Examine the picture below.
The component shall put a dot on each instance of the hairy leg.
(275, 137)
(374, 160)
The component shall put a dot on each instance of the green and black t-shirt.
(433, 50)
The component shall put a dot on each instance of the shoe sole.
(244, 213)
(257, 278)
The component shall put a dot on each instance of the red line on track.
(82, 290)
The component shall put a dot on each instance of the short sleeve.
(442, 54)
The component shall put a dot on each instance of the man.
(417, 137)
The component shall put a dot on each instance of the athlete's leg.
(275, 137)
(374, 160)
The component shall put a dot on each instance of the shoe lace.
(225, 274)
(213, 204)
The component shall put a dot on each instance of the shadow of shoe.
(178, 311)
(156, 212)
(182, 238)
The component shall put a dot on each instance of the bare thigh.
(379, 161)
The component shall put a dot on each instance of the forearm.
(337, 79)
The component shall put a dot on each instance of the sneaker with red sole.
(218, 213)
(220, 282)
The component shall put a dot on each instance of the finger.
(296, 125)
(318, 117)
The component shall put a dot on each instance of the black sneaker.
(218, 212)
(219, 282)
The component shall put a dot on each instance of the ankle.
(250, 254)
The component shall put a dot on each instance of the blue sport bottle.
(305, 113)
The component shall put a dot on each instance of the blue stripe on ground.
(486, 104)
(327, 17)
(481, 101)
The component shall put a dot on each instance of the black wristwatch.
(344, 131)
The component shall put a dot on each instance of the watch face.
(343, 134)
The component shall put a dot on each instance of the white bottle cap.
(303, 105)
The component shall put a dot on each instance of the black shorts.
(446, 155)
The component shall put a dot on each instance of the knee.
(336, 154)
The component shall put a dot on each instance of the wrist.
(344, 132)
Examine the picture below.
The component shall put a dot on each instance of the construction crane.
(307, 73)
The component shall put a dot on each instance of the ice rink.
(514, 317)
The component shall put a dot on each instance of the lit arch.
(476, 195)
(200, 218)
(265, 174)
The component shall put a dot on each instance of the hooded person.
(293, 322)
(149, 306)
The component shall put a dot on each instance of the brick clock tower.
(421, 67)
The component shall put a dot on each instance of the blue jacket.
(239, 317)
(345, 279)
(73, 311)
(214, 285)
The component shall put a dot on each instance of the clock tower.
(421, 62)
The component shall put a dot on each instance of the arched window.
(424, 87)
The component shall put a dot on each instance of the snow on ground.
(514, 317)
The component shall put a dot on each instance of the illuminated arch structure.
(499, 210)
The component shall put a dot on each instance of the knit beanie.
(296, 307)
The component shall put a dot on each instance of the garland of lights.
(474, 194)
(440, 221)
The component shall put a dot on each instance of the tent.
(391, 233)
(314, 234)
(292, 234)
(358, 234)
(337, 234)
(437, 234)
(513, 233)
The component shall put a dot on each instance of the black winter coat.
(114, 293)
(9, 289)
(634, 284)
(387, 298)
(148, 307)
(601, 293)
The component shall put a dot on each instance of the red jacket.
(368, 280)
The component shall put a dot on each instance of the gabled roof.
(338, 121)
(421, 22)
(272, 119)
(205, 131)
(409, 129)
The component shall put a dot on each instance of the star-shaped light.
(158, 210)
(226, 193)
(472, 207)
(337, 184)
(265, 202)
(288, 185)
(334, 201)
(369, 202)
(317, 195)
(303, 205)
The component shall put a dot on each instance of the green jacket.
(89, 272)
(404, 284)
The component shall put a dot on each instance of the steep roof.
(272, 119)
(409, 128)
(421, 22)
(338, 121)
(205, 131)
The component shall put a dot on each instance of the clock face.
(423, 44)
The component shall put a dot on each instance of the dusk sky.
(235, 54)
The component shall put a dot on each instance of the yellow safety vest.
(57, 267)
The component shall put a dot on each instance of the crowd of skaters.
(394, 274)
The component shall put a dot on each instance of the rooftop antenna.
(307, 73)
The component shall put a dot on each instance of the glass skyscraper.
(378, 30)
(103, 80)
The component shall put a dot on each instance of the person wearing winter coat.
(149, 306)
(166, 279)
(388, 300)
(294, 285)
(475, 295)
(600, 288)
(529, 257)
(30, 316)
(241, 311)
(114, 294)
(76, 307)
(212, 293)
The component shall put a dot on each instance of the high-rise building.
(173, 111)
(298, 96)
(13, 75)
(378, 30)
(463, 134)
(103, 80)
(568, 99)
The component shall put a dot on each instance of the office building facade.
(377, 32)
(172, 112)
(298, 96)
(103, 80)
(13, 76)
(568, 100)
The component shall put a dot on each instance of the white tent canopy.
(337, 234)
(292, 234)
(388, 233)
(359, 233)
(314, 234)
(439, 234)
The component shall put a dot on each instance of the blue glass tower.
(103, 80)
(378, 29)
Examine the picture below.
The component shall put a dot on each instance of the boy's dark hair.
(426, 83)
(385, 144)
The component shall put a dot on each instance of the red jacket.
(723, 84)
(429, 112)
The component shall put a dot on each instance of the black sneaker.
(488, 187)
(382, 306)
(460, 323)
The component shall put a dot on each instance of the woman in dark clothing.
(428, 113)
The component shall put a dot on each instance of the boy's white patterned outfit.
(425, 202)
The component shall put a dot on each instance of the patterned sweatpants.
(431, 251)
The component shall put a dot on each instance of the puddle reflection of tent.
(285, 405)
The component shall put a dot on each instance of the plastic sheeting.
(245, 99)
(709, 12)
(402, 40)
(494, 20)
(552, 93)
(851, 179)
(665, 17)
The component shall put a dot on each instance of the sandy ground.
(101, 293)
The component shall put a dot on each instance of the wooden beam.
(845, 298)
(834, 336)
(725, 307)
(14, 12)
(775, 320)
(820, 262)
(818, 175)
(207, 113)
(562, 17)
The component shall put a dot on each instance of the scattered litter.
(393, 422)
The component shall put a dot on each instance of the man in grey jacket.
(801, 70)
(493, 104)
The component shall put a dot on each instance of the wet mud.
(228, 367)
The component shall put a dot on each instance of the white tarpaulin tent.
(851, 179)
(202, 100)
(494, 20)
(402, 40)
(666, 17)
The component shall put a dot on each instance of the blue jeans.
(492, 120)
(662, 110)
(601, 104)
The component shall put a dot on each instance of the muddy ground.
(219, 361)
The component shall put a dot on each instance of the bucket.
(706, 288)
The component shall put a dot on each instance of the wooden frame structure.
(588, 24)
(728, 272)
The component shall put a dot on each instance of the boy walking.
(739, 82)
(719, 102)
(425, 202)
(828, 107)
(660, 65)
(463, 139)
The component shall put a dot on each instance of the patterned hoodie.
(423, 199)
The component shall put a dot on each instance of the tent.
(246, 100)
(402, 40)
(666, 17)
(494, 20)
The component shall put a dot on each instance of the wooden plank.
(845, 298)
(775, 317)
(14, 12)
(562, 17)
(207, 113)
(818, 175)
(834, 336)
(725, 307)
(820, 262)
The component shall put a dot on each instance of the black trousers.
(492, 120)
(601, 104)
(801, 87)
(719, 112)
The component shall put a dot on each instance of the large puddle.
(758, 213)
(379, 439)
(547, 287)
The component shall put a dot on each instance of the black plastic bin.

## YOUR OBJECTIVE
Only an exact copy of the data above will do.

## ANSWER AREA
Examine the picture below.
The component shall put a dot on each instance of the hairy leg.
(275, 137)
(374, 160)
The component shall put a dot on each instance of the green and black t-shirt.
(433, 50)
The component shall put a dot on each instance of the shoe sole.
(244, 213)
(257, 278)
The component shall put a dot on each instance of the red line on track.
(82, 290)
The component shall put a dot on each instance of the short sleeve.
(442, 54)
The component shall put a dot on each instance of the man.
(417, 137)
The component shall put a dot on each instance of the athlete's leg.
(275, 137)
(374, 160)
The component shall put a dot on each instance of the shoe lace.
(225, 274)
(213, 204)
The component shall put a dot on each instance of the shadow of shoe.
(178, 311)
(156, 212)
(182, 238)
The component shall put a dot on each instance of the bare thigh.
(379, 161)
The component shall put a dot on each instance of the forearm.
(337, 79)
The component shall put a dot on each instance of the sneaker with red sole.
(218, 213)
(220, 282)
The component shall put a dot on each instance of the finger.
(296, 125)
(318, 117)
The component shall put a dot on each instance of the black sneaker.
(218, 212)
(219, 282)
The component shall put a dot on each instance of the ankle.
(250, 254)
The component shall put a dot on each instance of the blue sport bottle.
(305, 113)
The component shall put a dot on each instance of the blue stripe on ground.
(486, 104)
(327, 17)
(481, 101)
The component shall put a dot on each instance of the black wristwatch.
(344, 131)
The component shall put a dot on each instance of the watch face.
(343, 134)
The component shall put a dot on each instance of the white bottle cap.
(303, 105)
The component shall put a dot on each instance of the black shorts.
(446, 155)
The component shall put a dot on each instance of the knee.
(336, 154)
The component shall put a dot on each instance of the wrist.
(344, 132)
Examine the picture below.
The component shall put a dot on each instance of the construction crane.
(307, 73)
The component shall put a dot on each instance of the ice rink.
(514, 317)
The component shall put a dot on each instance of the lit arch.
(476, 195)
(200, 218)
(265, 174)
The component shall put a dot on each instance of the hooded person.
(293, 322)
(149, 306)
The component shall put a dot on each instance of the brick clock tower.
(421, 67)
The component shall put a dot on each instance of the blue jacket.
(239, 317)
(345, 279)
(73, 311)
(214, 285)
The component shall put a dot on each instance of the clock tower.
(421, 62)
The component shall put a dot on each instance of the arched window.
(424, 87)
The component shall put a dot on each instance of the snow on ground.
(514, 317)
The component shall put a dot on each instance of the illuminated arch structure.
(499, 210)
The component shall put a dot on each instance of the knit beanie.
(296, 307)
The component shall put a dot on each instance of the garland of lights.
(474, 194)
(440, 221)
The component shall put a dot on each instance of the tent.
(391, 233)
(314, 234)
(292, 234)
(358, 234)
(337, 234)
(437, 234)
(513, 233)
The component shall put a dot on each instance of the black winter coat.
(114, 293)
(9, 289)
(634, 284)
(387, 298)
(148, 307)
(601, 293)
The component shall put a dot on each instance of the red jacket.
(368, 280)
The component shall put a dot on each instance of the gabled roof.
(338, 121)
(421, 22)
(272, 119)
(205, 131)
(409, 129)
The component shall put a dot on each instance of the star-shaped light.
(158, 210)
(226, 193)
(472, 207)
(337, 184)
(265, 202)
(288, 185)
(334, 201)
(369, 202)
(317, 195)
(303, 205)
The component shall put a dot on each instance of the green jacket.
(89, 272)
(404, 284)
The component shall put a dot on each instance of the steep roof.
(272, 119)
(409, 128)
(421, 22)
(338, 121)
(205, 131)
The component shall put a dot on each instance of the clock face.
(423, 44)
The component shall put a dot on each instance of the dusk sky.
(235, 54)
The component shall put a dot on each instance of the yellow safety vest.
(57, 267)
The component shall put a dot on each instance of the crowd of skaters.
(394, 274)
The component shall put a dot on each instance of the rooftop antenna.
(307, 73)
The component shall put a dot on each instance of the glass skyscraper.
(378, 30)
(103, 80)
The component shall put a dot on each instance of the person wearing winter coat.
(149, 306)
(166, 279)
(388, 300)
(294, 285)
(475, 295)
(600, 288)
(529, 257)
(30, 316)
(241, 311)
(114, 294)
(76, 307)
(212, 293)
The component shall put a dot on each instance of the high-rise building.
(173, 111)
(298, 96)
(13, 75)
(378, 30)
(463, 134)
(103, 80)
(568, 99)
The component shall put a dot on each instance of the office building facade.
(377, 32)
(172, 112)
(298, 96)
(103, 80)
(13, 76)
(568, 100)
The component shall put a dot on each instance of the white tent canopy.
(337, 234)
(292, 234)
(388, 233)
(359, 233)
(314, 234)
(439, 234)
The component shall put a dot on each instance of the blue glass tower.
(103, 80)
(378, 29)
Examine the picture below.
The component shall put a dot on each instance of the boy's dark hair.
(426, 83)
(385, 144)
The component shall put a dot on each instance of the red jacket.
(723, 84)
(429, 112)
The component shall put a dot on each instance of the black sneaker.
(488, 187)
(382, 306)
(460, 323)
The component shall put a dot on each instance of the woman in dark clothing.
(428, 113)
The component shall put a dot on each instance of the boy's white patterned outfit.
(425, 202)
The component shall put a dot on each instance of the patterned sweatpants.
(431, 251)
The component shall put a dot on each instance of the puddle reflection of tent.
(285, 405)
The component shall put a dot on each instance of the plastic sheeting.
(245, 99)
(709, 12)
(402, 40)
(494, 20)
(552, 93)
(851, 179)
(665, 17)
The component shall put a dot on each instance of the sandy ground.
(101, 293)
The component shall put a dot on each instance of the wooden beam.
(845, 298)
(834, 336)
(725, 307)
(14, 12)
(775, 320)
(820, 262)
(818, 175)
(207, 113)
(562, 17)
The component shall put a dot on each instance of the scattered litter.
(393, 422)
The component shall put a dot on each instance of the man in grey jacket.
(801, 70)
(493, 104)
The component shall put a dot on each instance of the wet mud.
(228, 367)
The component shall put a dot on each instance of the white tarpaulin tent.
(851, 179)
(202, 100)
(494, 20)
(402, 40)
(666, 17)
The component shall put a dot on each instance of the blue jeans.
(492, 120)
(662, 110)
(601, 104)
The component shall put a dot on each instance of the muddy ground.
(219, 361)
The component shall put a dot on each instance of the bucket.
(706, 288)
The component shall put a dot on each instance of the wooden frame structure.
(588, 24)
(728, 272)
The component shall put a dot on each instance of the boy walking.
(739, 82)
(719, 102)
(425, 202)
(828, 107)
(660, 65)
(463, 139)
The component shall put a dot on each instance of the patterned hoodie.
(423, 199)
The component shall put a dot on each instance of the tent.
(246, 100)
(402, 40)
(666, 17)
(494, 20)
The component shall put a dot on each instance of the wooden plank.
(845, 298)
(775, 317)
(14, 12)
(562, 17)
(207, 113)
(818, 175)
(834, 336)
(725, 307)
(820, 262)
The component shall put a dot on each instance of the black trousers.
(492, 120)
(601, 104)
(801, 87)
(719, 112)
The component shall put a dot on each instance of the large puddle.
(758, 213)
(379, 439)
(547, 287)
The component shall put a dot on each instance of the black plastic bin.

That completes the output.